(Selected excerpt Opens)

Monday, 13 March 2017

Marijuana v. opioid addiction: an easy choice




Many patients who would benefit from medical marijuana have no viable treatment for their pain and suffering other than highly addictive, cost-prohibitive pharmaceuticals such as opioids. 

Treating chronic pain and illness with opioids often results in a devastating, family-wrecking, life-ending addiction.

This is a tragedy playing out daily across our state, and it is one that can be, and should be, avoided.

For six and a half years I served as the chief federal law enforcement officer for South Carolina. I have seen firsthand the devastating effect the opioid epidemic has had on our citizens, and I can report that we will never incarcerate our way out of this public health crisis.

The efficacy and cost-effectiveness of medical marijuana for the treatment of a wide array of illnesses has been recognized and endorsed by the National Academy of Sciences. And The American Journal of Public Health has found that opioid use and deaths associated with opioid abuse dropped dramatically in states that legalized access to medical marijuana. Because of the opioid epidemic facing our country, it is important to note that medical marijuana has a history of zero fatalities due to overdose.

The last rational objection to legalizing medical marijuana has been cleared.
Until Feb. 23, the only legitimate issue of concern to S.C. legislators in deciding whether to pass a medical marijuana bill was the lingering uncertainty regarding the Trump administration’s position on medical marijuana. That’s when President Donald Trump’s press secretary Sean Spicer said the president sees “a big difference between use of marijuana for medical purposes and for recreational purposes.” The administration indicated that, while it plans to increase enforcement of laws prohibiting recreational use of marijuana, it will allow states to legalize medical marijuana without federal government interference.

The bills pending in the Legislature would make medical marijuana available to patients facing specific diagnoses, and access to this medication would be limited by law to patients who have a prescription from a licensed physician.

(Selected excerpt Closes)
(Listed records Opens)

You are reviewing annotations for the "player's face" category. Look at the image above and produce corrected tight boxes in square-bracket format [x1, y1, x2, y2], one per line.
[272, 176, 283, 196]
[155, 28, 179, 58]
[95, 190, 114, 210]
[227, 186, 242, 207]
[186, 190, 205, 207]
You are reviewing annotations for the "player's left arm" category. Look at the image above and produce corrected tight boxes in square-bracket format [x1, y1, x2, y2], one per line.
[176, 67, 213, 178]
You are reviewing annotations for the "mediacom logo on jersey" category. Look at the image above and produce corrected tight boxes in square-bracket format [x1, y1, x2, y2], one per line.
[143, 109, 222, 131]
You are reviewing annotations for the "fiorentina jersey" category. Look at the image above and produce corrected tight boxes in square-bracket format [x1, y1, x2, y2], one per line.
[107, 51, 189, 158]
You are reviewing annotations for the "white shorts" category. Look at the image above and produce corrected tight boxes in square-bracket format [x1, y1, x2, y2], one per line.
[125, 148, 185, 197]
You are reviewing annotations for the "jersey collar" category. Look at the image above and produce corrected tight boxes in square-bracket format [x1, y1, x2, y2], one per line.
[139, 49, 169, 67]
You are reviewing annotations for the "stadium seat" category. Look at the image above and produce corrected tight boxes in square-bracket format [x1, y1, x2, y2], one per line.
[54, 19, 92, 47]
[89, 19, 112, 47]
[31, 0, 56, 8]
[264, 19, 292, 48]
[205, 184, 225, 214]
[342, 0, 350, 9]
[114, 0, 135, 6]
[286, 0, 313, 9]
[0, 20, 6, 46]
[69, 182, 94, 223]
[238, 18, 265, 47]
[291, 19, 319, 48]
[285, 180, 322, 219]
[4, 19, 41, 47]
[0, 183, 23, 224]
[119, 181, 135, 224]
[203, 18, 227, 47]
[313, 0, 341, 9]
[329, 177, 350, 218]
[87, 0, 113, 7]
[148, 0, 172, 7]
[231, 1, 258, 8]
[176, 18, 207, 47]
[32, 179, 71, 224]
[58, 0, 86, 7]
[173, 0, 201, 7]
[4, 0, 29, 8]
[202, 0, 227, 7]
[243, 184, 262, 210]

(Listed records Closes)

From the piece on medical marijuana and opioid addiction, reproduce the passage that begins at the words "Marijuana v. opioid" and stops after "public health crisis.". The extracted data entries have nothing to do with this.

* [Answer below]:
Marijuana v. opioid addiction: an easy choice




Many patients who would benefit from medical marijuana have no viable treatment for their pain and suffering other than highly addictive, cost-prohibitive pharmaceuticals such as opioids. 

Treating chronic pain and illness with opioids often results in a devastating, family-wrecking, life-ending addiction.

This is a tragedy playing out daily across our state, and it is one that can be, and should be, avoided.

For six and a half years I served as the chief federal law enforcement officer for South Carolina. I have seen firsthand the devastating effect the opioid epidemic has had on our citizens, and I can report that we will never incarcerate our way out of this public health crisis.